# Given exercise
Count the lines below that contain the string "girl", with case counting, and reply with the number alone.

# Materials provided

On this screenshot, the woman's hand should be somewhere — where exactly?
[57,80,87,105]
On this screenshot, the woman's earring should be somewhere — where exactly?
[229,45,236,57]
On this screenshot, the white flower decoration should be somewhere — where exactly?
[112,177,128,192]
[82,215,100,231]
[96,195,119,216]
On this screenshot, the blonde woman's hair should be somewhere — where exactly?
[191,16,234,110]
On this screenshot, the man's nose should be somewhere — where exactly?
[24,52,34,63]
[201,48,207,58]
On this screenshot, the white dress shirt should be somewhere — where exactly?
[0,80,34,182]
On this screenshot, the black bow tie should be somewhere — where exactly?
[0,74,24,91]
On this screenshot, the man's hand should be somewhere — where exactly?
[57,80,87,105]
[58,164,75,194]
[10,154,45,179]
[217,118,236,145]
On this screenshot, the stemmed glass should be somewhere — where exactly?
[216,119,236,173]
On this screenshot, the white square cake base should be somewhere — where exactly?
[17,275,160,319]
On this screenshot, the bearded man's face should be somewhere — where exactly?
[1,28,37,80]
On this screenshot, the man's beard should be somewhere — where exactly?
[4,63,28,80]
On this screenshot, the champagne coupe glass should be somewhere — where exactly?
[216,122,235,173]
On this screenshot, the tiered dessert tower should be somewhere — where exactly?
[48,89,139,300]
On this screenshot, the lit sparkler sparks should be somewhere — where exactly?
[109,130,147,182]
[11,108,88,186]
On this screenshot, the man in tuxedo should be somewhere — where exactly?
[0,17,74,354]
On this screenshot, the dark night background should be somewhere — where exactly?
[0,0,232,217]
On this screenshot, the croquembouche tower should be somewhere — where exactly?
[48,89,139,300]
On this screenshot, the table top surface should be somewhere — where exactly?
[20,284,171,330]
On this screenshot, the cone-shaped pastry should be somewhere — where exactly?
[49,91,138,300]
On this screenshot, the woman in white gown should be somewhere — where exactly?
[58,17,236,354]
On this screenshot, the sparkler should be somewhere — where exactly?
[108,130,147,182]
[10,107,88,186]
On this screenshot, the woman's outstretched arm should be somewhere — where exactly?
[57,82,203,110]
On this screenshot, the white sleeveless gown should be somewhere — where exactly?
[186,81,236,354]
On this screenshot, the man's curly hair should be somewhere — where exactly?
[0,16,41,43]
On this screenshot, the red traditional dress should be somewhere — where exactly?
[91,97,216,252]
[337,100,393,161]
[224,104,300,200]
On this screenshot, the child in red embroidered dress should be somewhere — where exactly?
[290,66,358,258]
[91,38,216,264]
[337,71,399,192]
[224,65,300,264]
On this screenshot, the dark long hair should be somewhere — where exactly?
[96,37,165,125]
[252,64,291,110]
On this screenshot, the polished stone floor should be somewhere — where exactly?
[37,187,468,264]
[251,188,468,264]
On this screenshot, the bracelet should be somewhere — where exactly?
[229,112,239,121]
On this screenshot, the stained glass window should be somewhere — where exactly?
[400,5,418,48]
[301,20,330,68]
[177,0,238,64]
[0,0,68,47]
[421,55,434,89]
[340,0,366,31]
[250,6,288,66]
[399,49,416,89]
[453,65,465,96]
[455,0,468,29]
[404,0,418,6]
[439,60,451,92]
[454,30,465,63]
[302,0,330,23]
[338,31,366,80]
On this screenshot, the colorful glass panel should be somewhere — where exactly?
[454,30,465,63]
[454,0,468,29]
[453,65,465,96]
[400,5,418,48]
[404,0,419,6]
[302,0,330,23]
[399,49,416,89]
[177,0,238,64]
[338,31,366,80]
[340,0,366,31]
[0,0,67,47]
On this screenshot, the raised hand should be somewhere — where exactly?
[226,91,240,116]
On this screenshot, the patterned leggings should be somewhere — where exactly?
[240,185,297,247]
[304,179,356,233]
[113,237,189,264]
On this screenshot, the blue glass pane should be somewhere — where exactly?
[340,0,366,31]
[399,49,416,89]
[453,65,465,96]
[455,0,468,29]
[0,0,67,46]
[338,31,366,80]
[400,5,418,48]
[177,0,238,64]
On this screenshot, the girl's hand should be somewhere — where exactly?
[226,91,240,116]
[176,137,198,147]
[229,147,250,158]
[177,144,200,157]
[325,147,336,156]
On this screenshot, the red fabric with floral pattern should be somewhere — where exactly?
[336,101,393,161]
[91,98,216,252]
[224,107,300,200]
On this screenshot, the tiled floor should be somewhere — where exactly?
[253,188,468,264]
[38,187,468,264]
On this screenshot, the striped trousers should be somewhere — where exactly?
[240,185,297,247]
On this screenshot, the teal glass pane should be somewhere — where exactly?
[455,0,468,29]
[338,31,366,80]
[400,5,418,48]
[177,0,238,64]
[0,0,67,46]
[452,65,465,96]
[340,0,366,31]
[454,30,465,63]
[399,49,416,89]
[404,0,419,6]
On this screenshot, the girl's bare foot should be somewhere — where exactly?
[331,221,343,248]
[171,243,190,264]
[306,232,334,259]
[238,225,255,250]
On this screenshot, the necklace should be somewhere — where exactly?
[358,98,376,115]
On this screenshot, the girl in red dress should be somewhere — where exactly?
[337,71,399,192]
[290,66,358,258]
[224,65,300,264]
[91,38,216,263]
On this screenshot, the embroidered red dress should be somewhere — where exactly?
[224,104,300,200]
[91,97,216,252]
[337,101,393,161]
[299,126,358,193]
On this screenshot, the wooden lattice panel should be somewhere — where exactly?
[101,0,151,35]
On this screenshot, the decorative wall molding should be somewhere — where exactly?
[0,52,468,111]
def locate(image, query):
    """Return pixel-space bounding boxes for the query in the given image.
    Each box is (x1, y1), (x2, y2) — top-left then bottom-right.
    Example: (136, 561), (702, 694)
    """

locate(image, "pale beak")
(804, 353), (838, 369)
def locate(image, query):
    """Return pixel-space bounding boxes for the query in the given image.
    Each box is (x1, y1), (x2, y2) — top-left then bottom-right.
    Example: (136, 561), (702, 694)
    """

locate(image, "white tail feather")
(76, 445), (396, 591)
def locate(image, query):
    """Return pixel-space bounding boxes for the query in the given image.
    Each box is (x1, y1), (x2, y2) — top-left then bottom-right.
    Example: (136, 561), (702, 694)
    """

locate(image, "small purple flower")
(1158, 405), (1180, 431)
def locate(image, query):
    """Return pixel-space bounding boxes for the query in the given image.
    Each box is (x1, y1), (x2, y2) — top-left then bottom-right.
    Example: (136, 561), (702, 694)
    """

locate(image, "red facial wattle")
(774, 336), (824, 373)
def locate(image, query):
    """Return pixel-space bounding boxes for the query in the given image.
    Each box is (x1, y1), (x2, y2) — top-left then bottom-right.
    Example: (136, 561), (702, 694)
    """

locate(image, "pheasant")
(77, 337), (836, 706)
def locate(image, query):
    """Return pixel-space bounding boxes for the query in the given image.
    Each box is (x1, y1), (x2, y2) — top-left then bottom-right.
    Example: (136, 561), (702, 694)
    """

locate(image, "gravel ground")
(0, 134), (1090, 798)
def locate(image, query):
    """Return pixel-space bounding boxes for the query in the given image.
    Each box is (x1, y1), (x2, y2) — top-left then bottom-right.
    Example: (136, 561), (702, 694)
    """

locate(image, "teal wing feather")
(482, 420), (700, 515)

# Expected answer
3